TASKS FOR THIS EXERCISE:
(A) In the post below on social networks and mental health, rewrite the paragraph beginning "People who engage in social relationships" as a short bulleted list that keeps its main facts.
(B) Using the post below on social networks and mental health, decide whether each statement agrees with it. Answer yes or no and quote the words that decide it.
(i) The seven elements are presented as sure-fire ways of preventing all mental health problems.
(ii) Babies look longer at faces than at non-face stimuli.
(iii) The orbitofrontal cortex is given as an example of a brain area devoted to social behavior.

SELECTED PASSAGE START

Seven Elements of Good Mental Health: 7. Create social networks – The Prospering Soul

Life shouldn’t just be about avoiding poor health, but also enjoying good health. Our psychological health is no different.

Before we take a look at poor mental health, let’s look at some of the ways that people can enjoy good mental health and wellbeing. This next series of posts will discuss seven elements that are Biblically and scientifically recognised as important to people living richer and more fulfilling lives.

These aren’t the only ways that a person can find fulfilment, nor are they sure-fire ways of preventing all mental health problems either. They’re not seven steps to enlightenment or happiness either.   But applying these principles can improve psychosocial wellbeing, and encourage good mental health.

7. Create social networks

Before 2004, everyone knew what social networks were. Now when you talk about ‘social networks’, people assume you’re referring to Facebook. It seems like virtual social networking has been around forever, whereas in contrast, real social networking actually has.

We know this, because we’re wired for social interaction, with specific areas of the brain devoted to social behaviour, such as the orbitofrontal cortex, and there are neurotransmitters and hormones that are strongly associated with bonding and maintenance of social relationships, like oxytocin and β-endorphins. Research has also shown that both humans and other primates find social stimuli intrinsically rewarding – babies look longer at faces than at non-face stimuli, for example [1].

People who engage in social relationships are more likely to live longer, some estimate by an extra 50% [2]. Certainly it appears that the opposite is true. Loneliness predicts depressive symptoms, impaired sleep and daytime dysfunction, reductions in physical activity, and impaired mental health and cognition. At the biological level, loneliness is associated with altered blood pressure, increased stress hormone secretion, a shift in the balance of cytokines towards inflammation and altered immunity. Loneliness may predict mortality [3].

SELECTED PASSAGE END
EXCERPTED DATA START

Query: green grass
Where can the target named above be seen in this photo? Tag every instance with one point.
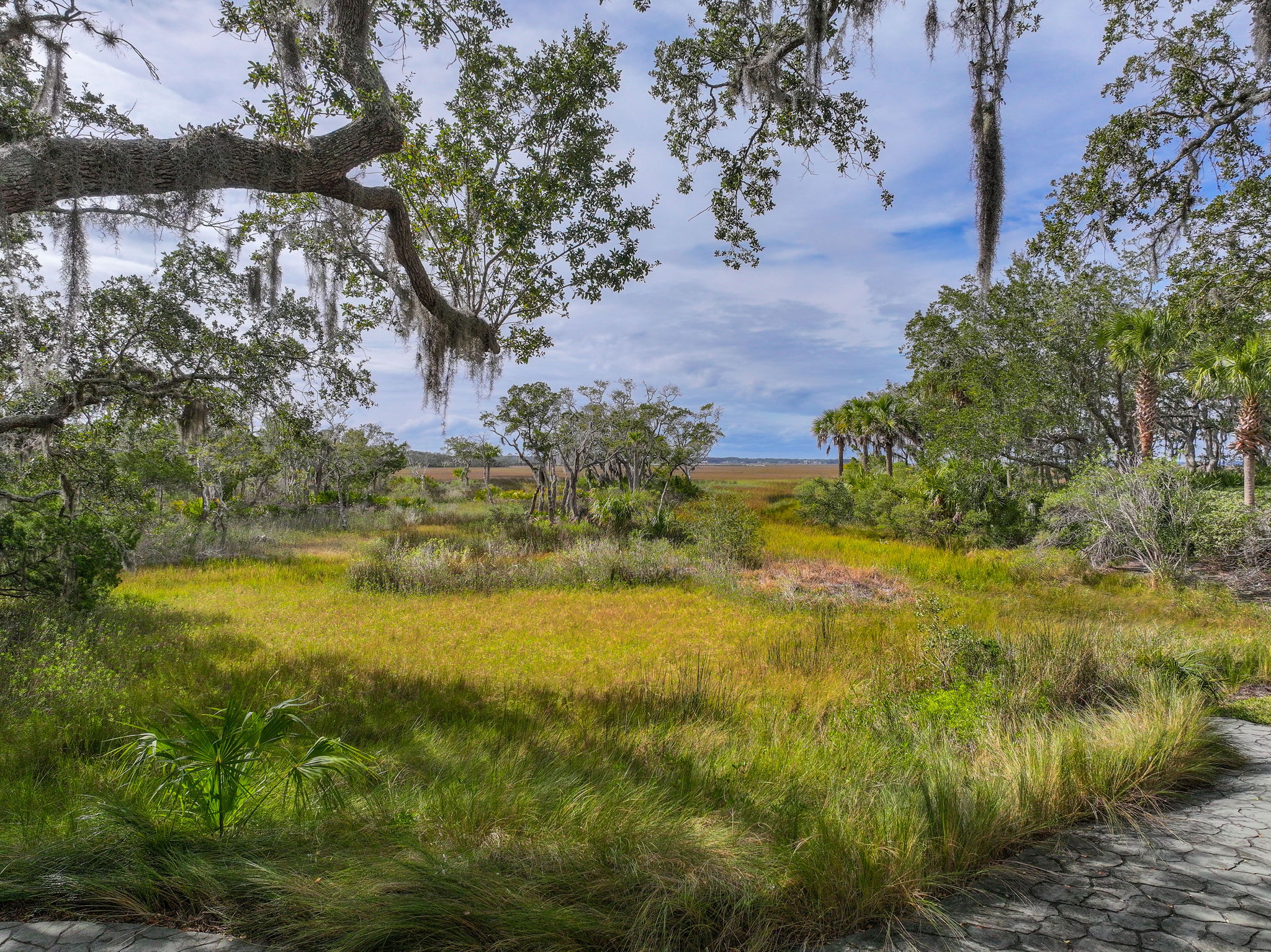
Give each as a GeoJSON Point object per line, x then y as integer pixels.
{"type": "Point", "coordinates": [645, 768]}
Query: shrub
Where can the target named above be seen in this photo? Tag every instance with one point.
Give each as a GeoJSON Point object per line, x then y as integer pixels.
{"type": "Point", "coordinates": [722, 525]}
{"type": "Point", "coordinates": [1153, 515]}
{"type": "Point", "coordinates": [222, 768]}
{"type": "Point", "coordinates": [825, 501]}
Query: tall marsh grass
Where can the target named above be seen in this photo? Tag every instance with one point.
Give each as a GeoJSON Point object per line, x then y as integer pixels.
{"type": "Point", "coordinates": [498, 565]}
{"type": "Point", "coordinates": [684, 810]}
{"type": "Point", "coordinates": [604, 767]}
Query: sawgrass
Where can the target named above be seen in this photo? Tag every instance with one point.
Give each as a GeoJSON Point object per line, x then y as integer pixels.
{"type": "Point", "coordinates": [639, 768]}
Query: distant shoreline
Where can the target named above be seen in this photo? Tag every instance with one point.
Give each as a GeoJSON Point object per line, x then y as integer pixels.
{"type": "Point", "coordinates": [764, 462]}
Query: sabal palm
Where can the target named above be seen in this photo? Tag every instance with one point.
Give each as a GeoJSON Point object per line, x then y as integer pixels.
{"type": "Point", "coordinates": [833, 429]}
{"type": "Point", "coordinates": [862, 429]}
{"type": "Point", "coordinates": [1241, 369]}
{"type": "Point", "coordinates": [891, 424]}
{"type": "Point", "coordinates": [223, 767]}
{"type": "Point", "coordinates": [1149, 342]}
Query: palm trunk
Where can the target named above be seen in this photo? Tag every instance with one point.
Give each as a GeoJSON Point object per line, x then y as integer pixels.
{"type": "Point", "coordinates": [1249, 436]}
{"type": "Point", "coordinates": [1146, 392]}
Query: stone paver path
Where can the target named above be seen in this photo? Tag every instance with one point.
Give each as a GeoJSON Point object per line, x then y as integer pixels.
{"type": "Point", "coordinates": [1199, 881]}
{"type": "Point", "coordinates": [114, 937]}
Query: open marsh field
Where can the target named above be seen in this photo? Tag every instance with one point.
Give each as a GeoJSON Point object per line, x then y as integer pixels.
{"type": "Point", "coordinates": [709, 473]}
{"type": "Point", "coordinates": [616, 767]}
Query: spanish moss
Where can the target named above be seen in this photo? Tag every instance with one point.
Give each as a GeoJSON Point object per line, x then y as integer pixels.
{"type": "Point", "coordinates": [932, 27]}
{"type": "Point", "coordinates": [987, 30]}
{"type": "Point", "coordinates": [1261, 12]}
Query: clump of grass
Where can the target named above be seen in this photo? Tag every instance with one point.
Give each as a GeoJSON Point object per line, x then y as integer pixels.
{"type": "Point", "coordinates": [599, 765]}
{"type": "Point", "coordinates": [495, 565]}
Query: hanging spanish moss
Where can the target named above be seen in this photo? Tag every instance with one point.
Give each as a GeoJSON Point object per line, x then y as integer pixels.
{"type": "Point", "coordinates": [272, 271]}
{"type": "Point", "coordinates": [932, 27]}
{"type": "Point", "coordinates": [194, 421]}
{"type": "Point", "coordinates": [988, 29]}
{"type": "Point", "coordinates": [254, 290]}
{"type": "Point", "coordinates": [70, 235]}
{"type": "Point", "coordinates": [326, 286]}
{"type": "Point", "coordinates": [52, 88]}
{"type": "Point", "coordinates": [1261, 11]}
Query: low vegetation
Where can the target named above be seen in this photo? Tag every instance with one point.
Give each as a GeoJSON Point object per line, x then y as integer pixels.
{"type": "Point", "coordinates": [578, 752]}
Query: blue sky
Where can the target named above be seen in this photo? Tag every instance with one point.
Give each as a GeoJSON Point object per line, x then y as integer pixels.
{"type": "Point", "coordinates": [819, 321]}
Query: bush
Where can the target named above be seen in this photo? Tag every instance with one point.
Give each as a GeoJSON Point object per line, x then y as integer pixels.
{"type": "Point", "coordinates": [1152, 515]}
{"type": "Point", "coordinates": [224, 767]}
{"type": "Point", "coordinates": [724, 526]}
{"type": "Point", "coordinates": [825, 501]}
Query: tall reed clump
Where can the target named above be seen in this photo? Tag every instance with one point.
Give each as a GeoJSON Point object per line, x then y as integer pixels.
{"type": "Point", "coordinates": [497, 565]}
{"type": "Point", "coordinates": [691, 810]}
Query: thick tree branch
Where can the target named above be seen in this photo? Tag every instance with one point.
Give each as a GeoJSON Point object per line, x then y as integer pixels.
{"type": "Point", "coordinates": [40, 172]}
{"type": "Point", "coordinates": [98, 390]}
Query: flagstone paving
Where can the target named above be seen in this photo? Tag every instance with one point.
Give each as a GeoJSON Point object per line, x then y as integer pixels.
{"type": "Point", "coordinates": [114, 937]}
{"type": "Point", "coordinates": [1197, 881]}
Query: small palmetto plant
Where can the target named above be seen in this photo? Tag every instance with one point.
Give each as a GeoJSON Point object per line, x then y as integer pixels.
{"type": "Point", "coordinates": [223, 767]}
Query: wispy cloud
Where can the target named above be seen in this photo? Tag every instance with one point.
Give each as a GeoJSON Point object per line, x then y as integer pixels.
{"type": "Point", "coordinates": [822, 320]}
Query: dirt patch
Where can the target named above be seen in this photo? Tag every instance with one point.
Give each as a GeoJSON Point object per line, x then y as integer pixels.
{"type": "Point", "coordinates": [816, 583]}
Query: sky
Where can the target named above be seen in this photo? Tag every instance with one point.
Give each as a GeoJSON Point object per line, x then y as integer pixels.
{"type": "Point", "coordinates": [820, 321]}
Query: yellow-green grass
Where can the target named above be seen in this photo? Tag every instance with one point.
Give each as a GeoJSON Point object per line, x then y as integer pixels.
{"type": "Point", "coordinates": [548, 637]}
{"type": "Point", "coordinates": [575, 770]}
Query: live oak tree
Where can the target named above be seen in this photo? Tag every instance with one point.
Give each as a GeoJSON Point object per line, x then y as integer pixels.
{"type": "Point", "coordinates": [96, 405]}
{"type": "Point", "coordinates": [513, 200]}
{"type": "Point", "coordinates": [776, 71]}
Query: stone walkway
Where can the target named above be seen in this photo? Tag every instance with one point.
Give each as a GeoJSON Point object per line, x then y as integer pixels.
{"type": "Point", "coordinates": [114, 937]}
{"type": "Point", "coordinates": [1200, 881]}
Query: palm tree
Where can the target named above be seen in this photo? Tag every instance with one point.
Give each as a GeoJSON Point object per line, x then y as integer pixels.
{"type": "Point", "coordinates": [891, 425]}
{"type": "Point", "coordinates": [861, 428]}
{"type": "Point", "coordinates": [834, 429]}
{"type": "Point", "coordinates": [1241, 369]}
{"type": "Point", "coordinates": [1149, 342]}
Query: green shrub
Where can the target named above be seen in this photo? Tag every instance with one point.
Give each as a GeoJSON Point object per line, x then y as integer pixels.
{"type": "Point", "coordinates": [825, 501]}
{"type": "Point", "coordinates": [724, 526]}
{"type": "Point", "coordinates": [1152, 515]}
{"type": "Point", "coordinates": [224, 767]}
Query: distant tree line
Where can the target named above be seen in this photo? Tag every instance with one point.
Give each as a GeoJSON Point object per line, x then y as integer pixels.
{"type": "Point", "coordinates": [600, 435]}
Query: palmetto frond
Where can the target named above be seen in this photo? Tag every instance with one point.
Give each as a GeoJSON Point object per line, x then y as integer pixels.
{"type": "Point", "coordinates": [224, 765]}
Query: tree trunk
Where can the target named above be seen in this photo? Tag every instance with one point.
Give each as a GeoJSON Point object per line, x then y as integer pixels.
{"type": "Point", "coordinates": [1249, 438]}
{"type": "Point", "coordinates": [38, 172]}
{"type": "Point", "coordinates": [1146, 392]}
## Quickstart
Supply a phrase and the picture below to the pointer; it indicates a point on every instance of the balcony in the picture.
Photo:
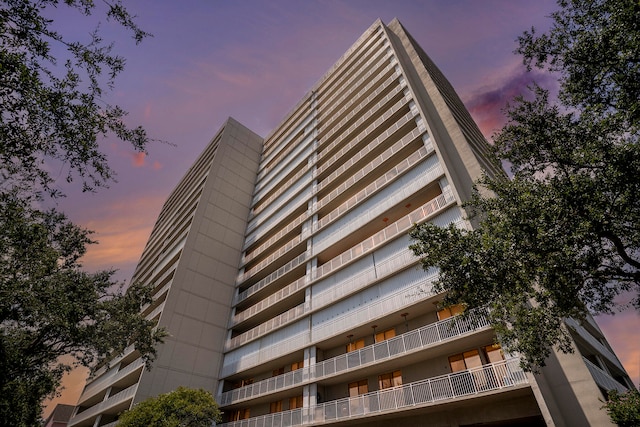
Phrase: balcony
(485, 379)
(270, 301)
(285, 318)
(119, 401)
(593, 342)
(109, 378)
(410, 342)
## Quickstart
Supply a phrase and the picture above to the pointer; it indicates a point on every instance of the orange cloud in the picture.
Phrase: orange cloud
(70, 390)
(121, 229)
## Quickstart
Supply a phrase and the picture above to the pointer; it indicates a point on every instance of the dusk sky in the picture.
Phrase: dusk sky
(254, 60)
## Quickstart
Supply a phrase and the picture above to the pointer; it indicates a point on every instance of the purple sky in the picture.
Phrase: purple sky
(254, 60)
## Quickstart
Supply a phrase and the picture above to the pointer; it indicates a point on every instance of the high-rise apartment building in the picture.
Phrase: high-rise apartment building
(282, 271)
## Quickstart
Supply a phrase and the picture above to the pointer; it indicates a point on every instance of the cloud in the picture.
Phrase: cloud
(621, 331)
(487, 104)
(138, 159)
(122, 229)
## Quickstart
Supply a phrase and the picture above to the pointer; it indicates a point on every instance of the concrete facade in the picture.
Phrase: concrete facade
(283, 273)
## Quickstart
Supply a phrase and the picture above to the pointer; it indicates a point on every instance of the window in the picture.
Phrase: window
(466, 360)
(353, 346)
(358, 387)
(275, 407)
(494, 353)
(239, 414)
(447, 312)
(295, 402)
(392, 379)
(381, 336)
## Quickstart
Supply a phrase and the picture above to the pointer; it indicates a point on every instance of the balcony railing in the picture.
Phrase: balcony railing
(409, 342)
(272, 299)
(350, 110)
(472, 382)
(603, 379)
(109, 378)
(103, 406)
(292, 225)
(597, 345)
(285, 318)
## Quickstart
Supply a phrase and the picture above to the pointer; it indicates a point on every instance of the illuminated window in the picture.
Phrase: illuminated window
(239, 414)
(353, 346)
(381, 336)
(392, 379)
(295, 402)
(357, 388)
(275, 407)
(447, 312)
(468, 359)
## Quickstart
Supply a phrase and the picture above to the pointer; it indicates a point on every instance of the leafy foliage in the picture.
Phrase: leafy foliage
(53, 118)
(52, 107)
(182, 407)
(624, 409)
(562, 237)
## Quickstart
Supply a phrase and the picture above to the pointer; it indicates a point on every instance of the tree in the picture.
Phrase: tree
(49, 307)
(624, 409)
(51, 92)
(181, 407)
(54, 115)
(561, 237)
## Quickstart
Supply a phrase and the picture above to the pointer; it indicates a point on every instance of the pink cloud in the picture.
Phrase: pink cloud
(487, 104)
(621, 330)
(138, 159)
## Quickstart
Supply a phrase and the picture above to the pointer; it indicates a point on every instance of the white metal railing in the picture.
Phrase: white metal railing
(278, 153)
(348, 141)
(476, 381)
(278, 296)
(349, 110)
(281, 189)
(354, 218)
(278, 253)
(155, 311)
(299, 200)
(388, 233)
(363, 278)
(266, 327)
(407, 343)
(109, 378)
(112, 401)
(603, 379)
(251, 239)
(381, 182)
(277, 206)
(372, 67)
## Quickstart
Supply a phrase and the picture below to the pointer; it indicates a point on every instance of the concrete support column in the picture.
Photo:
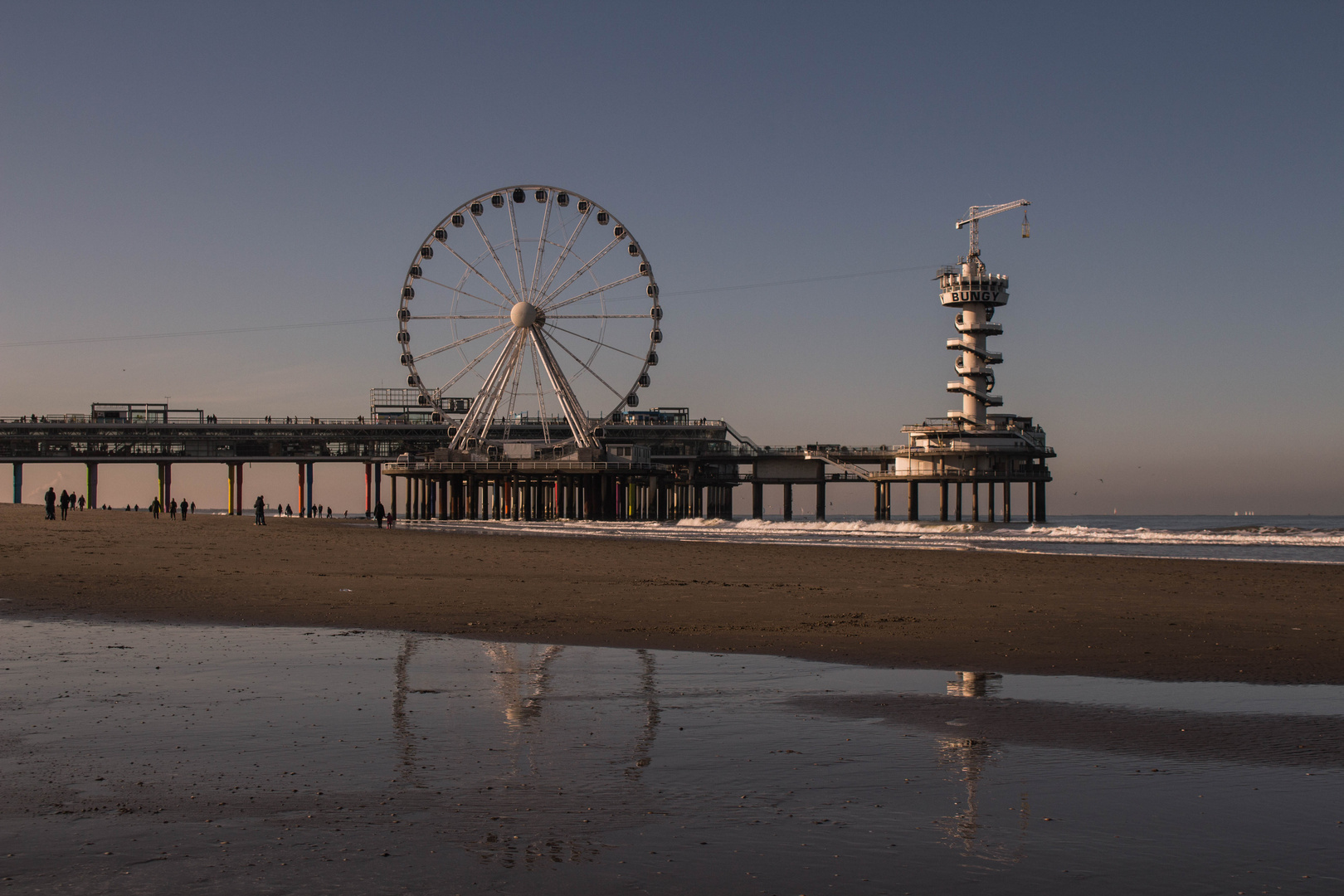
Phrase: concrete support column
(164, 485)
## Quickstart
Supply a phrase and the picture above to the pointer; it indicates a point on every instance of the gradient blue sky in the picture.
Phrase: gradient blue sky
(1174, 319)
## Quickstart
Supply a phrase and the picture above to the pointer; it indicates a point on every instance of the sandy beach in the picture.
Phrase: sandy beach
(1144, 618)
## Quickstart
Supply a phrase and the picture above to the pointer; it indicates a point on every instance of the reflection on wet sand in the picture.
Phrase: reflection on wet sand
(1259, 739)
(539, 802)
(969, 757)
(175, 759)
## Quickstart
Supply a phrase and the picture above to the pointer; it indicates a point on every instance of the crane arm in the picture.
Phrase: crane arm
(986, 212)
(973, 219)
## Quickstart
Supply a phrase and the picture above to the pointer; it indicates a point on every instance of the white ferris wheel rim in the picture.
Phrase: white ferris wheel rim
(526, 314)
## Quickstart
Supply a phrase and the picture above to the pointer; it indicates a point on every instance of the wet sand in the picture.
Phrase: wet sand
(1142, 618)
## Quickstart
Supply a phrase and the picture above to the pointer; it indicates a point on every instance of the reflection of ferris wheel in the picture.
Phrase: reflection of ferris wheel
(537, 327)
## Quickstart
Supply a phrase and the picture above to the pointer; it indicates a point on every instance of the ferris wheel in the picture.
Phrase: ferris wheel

EXCERPTED DATA END

EXPECTED RESPONSES:
(A)
- People in social relationships are more likely to live longer, by an estimated extra 50% [2].
- Loneliness predicts depressive symptoms, impaired sleep, daytime dysfunction, less physical activity, and impaired mental health and cognition.
- Biologically, loneliness is linked to altered blood pressure, more stress hormone secretion, cytokines shifted toward inflammation, and altered immunity.
- Loneliness may predict mortality [3].

(B)
(i) No: "nor are they sure-fire ways of preventing all mental health problems either"
(ii) Yes: "babies look longer at faces than at non-face stimuli"
(iii) Yes: "specific areas of the brain devoted to social behaviour, such as the orbitofrontal cortex"